(Dataset excerpts)
________________________

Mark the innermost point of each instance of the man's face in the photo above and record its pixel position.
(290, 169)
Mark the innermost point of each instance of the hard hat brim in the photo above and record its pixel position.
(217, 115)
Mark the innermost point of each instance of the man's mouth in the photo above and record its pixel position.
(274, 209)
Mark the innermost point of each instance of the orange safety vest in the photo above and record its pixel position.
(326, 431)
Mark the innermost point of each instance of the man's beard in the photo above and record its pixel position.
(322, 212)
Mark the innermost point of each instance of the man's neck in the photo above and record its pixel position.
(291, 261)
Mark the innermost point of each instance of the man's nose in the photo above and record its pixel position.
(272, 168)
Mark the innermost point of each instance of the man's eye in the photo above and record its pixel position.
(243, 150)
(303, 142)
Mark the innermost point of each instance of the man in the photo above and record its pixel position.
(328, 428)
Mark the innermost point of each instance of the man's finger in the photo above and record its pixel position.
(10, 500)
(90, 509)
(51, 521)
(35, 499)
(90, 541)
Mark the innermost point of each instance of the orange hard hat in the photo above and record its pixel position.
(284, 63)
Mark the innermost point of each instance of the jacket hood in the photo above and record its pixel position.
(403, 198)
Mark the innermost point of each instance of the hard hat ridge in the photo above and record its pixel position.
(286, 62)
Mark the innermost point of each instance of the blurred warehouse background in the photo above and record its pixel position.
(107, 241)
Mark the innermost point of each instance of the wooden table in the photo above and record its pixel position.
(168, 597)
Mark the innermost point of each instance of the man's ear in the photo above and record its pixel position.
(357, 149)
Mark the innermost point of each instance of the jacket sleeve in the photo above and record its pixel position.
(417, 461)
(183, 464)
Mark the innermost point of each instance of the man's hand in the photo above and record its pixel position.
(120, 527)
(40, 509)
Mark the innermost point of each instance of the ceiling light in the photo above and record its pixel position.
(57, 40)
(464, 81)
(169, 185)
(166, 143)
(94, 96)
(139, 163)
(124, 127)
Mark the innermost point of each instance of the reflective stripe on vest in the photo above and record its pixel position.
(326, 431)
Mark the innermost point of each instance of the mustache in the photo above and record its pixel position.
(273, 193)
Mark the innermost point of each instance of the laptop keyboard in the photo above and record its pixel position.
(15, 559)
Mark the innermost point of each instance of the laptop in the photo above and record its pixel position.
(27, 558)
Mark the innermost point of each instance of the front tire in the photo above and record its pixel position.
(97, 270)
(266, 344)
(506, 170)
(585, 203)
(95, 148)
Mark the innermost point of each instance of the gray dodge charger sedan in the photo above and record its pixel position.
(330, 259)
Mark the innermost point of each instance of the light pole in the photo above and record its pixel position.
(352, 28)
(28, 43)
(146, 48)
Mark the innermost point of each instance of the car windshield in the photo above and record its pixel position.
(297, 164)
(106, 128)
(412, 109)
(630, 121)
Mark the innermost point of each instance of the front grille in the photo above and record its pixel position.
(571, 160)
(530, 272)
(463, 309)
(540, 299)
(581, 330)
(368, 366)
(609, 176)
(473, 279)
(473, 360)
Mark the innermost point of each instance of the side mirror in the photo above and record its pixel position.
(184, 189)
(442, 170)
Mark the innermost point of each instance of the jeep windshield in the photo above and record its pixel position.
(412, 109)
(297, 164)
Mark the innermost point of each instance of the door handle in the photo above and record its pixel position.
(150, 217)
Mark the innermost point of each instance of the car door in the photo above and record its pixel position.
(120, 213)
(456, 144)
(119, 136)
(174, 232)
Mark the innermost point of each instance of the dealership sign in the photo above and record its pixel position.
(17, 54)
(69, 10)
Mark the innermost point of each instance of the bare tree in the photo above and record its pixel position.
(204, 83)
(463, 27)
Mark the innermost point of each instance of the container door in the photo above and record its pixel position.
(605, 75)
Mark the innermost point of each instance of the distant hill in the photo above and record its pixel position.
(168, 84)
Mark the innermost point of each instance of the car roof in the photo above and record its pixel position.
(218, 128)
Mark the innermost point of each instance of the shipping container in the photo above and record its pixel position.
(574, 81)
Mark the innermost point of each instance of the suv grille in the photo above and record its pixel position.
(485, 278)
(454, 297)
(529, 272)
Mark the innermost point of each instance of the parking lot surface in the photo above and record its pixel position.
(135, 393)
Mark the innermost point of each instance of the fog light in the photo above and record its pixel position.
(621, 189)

________________________

**Work order**:
All of the entries above, written out exactly, make up the reply.

**Reply**:
Mark the innermost point of each instance of the man's face in the photo above and record its pixel position.
(290, 169)
Mark the innermost point of each instance of the hard hat brim in the photo above and record its pixel position.
(217, 115)
Mark the innermost point of each instance of the man's mouth in the photo above and record its pixel position.
(274, 209)
Mark the innermost point of each instance of the orange safety vest in the photo above and record its pixel position.
(326, 431)
Mark the innermost point of each instance of the man's beard in the photo above and record its pixel position.
(322, 212)
Mark the innermost point of each instance of the man's neck in the photo above and record its pixel position.
(291, 261)
Mark the innermost point of each instance of the man's nose in the photo above and record its pixel position.
(272, 168)
Mark the innermost point of each instance of the man's eye in the photo above and record its pixel position.
(243, 150)
(303, 142)
Mark the innermost point of each instance of the man in the photo above and record its pixel position.
(328, 428)
Mark the innermost point of each instance of the man's finger in the photo above and record its pixel position.
(10, 500)
(90, 509)
(51, 521)
(35, 499)
(90, 541)
Mark the innermost point of each instance of the orange hard hat in the photo above and record its pixel position.
(284, 63)
Mark the innermost point of each instance of the jacket hood in the photo above and record its pixel position.
(403, 198)
Mark the innermost point of each instance of the hard hat ridge in the photo above and record its pixel position.
(286, 62)
Mark the innermost point of each instance of the blurred warehouse background in the photo above and record its pixel position.
(107, 241)
Mark the innermost point of each instance of the wooden table in the photo above and record its pixel position.
(168, 597)
Mark the innermost point of each instance of the man's ear in the photo above and record its pixel position.
(357, 149)
Mark the innermost point of each instance of the jacket sleeve in the photo above and record its pixel position.
(417, 461)
(183, 464)
Mark the innermost point of each instance of the man's hand in the photo above and record its pixel position.
(120, 527)
(40, 509)
Mark the innermost point of each instance of the ceiling light in the photo above and record its pixel position.
(57, 40)
(464, 81)
(169, 185)
(166, 143)
(94, 96)
(139, 163)
(124, 127)
Mark the innermost point of each instance of the reflective stripe on vest in the photo above and record its pixel position.
(326, 431)
Mark the innermost point of each instance of the mustache in the photo above and record its pixel position.
(273, 193)
Mark the innermost point of each instance of the laptop keyboard in the photo above and record its pixel position.
(15, 559)
Mark the innermost point of each instance of the laptop in the photo above and record its pixel position.
(27, 558)
Mark the innermost point of each instance of the front tire in the photo above and record its pixel position.
(97, 270)
(266, 344)
(506, 170)
(585, 203)
(95, 148)
Mark the innermost point of each instance of the gray dodge charger sedan in the photo above and record its pixel position.
(330, 259)
Mark the innermost point of each instance of the light pole in the photo above and record its pixel position.
(352, 28)
(28, 43)
(146, 48)
Mark the innermost point of each instance of the car windshield in the photo above and record its pixel position.
(297, 164)
(106, 128)
(412, 109)
(630, 121)
Mark the innermost point of each instance of the front grille in the photo above and record its pixel position.
(571, 160)
(530, 272)
(463, 309)
(540, 299)
(581, 330)
(368, 366)
(609, 176)
(473, 279)
(473, 360)
Mark the innermost point of each instance of the side mirror in the photo above and record its pixel position.
(184, 189)
(442, 170)
Mark the innermost point of each instance of the jeep windshield in the photo above and record its pixel position.
(412, 109)
(297, 164)
Mark the innermost point of each instance of the door handle in the photo above and record its pixel position.
(150, 217)
Mark the innermost point of each instance of the car door in the photo above and record its pixel position.
(120, 213)
(456, 144)
(119, 136)
(174, 232)
Mark the innermost point of each instance of the dealership sign in the photo above and record its pixel position.
(17, 54)
(69, 10)
Mark the innermost point of each instance of the bare tree in the photo above and record its pixel position.
(204, 83)
(463, 27)
Mark the innermost point of each instance of the container door in the photo above and record its pixel position.
(605, 75)
Mark the innermost point of each instance of the distant hill in the photo above and record its pixel position.
(168, 84)
Mark the innermost point of each instance of the car roof in the photo above and record its pixel position.
(218, 128)
Mark the innermost point of each instance of the shipping container in the photo above and record its pixel position.
(574, 81)
Mark the innermost point of each instance of the suv grille in the photo above and record its pixel position.
(485, 278)
(454, 297)
(529, 272)
Mark the innermost point of each instance of the parking lot surface in the photo above and record its pixel position.
(135, 393)
Mark the innermost point of each instance of the fog light in the photo above and record its pixel position.
(621, 189)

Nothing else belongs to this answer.